Records contained in a dataset:
— START —

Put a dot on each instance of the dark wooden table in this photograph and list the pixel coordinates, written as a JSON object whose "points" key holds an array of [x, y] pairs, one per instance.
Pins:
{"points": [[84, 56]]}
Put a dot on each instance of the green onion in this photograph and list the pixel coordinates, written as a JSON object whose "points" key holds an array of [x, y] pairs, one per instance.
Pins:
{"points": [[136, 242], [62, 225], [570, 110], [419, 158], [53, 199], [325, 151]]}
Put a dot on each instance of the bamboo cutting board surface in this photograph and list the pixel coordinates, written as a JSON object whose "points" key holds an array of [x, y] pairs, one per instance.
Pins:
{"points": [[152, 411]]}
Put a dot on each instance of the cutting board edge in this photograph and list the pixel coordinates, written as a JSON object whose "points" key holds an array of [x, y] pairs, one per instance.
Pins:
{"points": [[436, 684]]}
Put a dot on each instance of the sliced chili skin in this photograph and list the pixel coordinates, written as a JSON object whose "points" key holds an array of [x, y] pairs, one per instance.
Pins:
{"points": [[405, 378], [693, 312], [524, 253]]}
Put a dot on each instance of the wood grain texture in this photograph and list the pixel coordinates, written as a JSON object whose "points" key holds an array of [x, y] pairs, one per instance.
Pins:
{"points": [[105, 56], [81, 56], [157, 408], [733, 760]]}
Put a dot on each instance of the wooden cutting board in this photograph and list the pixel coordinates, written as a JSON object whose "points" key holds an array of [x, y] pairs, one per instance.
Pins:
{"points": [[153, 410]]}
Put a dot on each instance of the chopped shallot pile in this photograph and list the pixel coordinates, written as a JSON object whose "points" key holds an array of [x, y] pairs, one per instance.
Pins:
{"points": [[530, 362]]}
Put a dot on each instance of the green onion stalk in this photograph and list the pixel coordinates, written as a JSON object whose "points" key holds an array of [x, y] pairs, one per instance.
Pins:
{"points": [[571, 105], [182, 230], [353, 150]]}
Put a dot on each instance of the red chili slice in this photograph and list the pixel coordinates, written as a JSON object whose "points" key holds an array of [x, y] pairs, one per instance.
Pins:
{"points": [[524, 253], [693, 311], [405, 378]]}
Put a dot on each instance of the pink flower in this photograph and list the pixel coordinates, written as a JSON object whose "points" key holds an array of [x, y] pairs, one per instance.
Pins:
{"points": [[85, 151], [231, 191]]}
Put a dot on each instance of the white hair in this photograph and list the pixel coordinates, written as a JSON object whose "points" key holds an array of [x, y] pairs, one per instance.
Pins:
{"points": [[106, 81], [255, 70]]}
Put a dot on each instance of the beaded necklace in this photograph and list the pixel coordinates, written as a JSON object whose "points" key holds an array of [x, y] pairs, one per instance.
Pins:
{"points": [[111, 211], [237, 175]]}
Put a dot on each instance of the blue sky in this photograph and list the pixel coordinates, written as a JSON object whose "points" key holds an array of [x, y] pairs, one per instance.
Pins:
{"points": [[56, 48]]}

— END —

Turn everything from the line containing "Put a dot on each instance of the beaded" down to the end of the records into a numbered list, one item per line, with blank lines omitted.

▶ _In response_
1. Put a dot on each instance of the beaded necklace in this photograph and list the pixel coordinates, written as a JSON object whose "points" key holds an array of [x, y] pairs, one per instance.
2. Pins:
3. {"points": [[111, 211], [237, 175]]}
4. Put a dot on each instance of the blue sky in this photograph and list the pixel coordinates, written as a JSON object whose "points" key holds an array of [x, y] pairs, one per instance.
5. Pins:
6. {"points": [[56, 48]]}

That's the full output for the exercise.